Vie consacrée et Trinité
Il est frappant que le mystère de la Trinité soit continuellement présent à l’exhortation apostolique ; c’est une dimension nouvelle dans un document pontifical, qui lui donne une tonalité spirituelle beaucoup plus accentuée. Le texte est inclus dans le mystère puisqu’il commence par ces mots : « La vie consacrée, profondément enracinée dans l’exemple et l’enseignement du Christ Seigneur, est un don de Dieu le Père à son Église par l’Esprit » (l) et se termine en invoquant « le Seigneur suprême de toutes choses, qui est Père, Fils et Esprit Saint » (112).
Quelques phrases font allusion à la Trinité en général. « La vie consacrée devient l’une des traces perceptibles laissées par la Trinité dans l’histoire pour que les hommes puissent connaître la fascination et la nostalgie de la beauté divine » (20). Mais d’ordinaire l’exhortation prend soin de distinguer les personnes divines et de manifester leurs relations. « La vie consacrée est une annonce de ce que le Père accomplit par le Fils dans l’Esprit » (20). Elle est en effet « un mode (de vie) pour ainsi dire divin, parce qu’il a été embrassé par lui, l’Homme-Dieu, afin d’exprimer sa relation de Fils unique avec le Père et avec l’Esprit Saint » (18).

* CONSIGNE DONNÉE *
D'après l'extrait sur la vie consacrée et la Trinité, qui l'exhortation apostolique invoque-t-elle pour se terminer ? Appuyez-vous uniquement sur l'extrait.

[Entrées d'étiquetage des contours]
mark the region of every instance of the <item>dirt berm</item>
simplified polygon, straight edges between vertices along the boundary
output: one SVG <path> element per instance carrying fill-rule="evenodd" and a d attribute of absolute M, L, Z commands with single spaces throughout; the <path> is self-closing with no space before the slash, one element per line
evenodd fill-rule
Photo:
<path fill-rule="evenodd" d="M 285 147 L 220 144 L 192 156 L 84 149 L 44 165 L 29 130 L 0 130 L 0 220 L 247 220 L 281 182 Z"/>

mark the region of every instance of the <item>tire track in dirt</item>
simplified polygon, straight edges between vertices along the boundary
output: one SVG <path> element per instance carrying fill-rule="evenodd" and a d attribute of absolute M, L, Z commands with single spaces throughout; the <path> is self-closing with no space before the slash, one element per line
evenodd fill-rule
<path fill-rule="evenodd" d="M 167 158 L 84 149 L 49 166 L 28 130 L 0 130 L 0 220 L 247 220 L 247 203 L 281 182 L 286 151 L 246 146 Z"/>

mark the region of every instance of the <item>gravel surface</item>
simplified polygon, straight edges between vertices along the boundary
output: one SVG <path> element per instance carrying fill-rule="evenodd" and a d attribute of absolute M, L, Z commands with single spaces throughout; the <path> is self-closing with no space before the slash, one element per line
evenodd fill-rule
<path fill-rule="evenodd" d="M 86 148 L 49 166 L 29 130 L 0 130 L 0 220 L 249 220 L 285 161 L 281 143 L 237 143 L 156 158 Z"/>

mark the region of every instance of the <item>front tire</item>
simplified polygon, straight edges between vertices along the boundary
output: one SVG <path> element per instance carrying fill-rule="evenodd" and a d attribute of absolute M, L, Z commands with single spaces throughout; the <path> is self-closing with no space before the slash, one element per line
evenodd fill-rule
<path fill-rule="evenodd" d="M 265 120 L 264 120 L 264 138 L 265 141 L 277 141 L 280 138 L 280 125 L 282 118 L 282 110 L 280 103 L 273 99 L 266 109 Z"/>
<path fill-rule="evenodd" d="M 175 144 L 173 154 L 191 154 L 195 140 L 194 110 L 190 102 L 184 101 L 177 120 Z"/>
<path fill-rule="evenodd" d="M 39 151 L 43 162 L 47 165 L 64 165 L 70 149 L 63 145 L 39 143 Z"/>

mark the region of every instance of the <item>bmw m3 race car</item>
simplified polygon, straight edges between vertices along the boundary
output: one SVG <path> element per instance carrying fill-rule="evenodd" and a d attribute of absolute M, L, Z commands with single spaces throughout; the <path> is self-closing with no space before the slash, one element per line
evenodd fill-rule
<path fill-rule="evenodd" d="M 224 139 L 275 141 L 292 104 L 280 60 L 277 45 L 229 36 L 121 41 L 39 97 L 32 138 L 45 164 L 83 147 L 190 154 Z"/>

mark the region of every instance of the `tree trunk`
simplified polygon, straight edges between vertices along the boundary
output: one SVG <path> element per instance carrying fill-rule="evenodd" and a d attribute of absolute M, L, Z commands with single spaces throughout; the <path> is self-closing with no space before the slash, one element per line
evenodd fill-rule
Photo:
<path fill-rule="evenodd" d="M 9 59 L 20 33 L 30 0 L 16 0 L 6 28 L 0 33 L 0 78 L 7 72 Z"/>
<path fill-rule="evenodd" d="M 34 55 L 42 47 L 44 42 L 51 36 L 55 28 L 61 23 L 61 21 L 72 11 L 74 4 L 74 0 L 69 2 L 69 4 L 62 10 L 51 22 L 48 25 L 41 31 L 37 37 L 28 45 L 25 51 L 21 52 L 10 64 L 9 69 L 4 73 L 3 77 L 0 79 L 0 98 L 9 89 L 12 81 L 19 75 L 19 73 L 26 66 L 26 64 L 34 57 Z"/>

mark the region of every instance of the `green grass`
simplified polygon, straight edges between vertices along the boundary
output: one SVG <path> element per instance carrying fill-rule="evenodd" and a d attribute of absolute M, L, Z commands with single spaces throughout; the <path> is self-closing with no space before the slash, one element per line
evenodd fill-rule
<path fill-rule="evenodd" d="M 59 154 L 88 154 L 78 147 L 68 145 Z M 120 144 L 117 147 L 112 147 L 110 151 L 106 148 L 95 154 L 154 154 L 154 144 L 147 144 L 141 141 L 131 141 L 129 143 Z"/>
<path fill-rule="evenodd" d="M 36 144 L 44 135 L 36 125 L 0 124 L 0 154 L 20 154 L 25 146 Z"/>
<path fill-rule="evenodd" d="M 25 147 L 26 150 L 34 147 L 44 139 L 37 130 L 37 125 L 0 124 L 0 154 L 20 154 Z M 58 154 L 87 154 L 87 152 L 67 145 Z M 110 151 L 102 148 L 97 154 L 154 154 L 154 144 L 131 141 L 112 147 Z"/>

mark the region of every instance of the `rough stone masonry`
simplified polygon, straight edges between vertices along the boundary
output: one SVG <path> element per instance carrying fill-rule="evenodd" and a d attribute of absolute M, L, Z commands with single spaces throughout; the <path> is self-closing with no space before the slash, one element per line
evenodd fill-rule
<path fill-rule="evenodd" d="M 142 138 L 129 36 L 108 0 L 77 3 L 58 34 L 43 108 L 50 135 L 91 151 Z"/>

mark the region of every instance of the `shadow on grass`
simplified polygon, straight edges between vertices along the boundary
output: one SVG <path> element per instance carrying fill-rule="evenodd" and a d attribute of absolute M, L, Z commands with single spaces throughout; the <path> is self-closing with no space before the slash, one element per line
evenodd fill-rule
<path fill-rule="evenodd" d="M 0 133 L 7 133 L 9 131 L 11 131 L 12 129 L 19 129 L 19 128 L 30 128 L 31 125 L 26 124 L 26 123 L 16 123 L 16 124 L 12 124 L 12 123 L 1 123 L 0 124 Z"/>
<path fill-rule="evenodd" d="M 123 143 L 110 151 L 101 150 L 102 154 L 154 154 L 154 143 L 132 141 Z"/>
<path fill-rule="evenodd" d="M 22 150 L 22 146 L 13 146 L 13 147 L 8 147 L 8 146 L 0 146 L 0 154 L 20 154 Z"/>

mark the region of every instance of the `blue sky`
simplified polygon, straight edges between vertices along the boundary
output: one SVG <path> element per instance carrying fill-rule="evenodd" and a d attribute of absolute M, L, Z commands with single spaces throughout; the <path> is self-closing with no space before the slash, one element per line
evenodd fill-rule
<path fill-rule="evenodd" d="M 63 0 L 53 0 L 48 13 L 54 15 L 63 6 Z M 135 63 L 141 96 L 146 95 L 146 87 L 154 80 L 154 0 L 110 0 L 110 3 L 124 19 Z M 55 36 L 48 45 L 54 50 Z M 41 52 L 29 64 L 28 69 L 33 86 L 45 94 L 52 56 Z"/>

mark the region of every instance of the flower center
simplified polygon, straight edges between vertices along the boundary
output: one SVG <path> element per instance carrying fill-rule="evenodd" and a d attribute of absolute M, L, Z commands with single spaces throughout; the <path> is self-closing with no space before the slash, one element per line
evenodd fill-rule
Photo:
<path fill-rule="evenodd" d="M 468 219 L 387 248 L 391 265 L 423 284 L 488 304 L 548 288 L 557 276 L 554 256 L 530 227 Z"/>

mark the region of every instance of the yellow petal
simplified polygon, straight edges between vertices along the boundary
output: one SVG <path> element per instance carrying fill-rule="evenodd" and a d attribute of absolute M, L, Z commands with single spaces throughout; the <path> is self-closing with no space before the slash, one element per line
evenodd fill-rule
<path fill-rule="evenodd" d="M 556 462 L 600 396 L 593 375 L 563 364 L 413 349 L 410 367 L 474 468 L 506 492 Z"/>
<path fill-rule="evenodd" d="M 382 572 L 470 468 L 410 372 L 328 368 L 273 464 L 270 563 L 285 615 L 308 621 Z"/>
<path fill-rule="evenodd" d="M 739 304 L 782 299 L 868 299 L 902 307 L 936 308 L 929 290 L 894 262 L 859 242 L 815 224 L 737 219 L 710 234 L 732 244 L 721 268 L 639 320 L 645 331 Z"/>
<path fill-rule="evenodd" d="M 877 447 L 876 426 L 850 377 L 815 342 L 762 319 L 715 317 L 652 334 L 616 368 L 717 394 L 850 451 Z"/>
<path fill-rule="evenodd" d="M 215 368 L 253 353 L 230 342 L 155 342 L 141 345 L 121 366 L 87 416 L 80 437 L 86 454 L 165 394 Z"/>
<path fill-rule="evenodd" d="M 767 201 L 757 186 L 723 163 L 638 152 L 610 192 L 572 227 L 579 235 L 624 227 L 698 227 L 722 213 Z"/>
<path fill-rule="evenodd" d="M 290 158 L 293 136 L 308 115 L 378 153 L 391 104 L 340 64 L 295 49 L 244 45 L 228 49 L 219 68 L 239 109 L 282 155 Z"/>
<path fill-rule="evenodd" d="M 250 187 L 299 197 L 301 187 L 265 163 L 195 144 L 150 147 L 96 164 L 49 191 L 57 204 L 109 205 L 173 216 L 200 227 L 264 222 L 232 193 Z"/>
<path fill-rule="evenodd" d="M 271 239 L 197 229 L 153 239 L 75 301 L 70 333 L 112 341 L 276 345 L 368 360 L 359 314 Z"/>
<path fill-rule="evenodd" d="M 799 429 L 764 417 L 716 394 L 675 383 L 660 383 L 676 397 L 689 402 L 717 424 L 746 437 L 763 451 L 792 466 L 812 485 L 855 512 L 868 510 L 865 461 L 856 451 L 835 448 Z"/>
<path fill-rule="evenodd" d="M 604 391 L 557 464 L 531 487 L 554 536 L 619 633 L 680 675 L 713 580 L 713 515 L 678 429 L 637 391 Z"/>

* EXERCICE RÉALISÉ *
Elle se termine en invoquant « le Seigneur suprême de toutes choses, qui est Père, Fils et Esprit Saint ».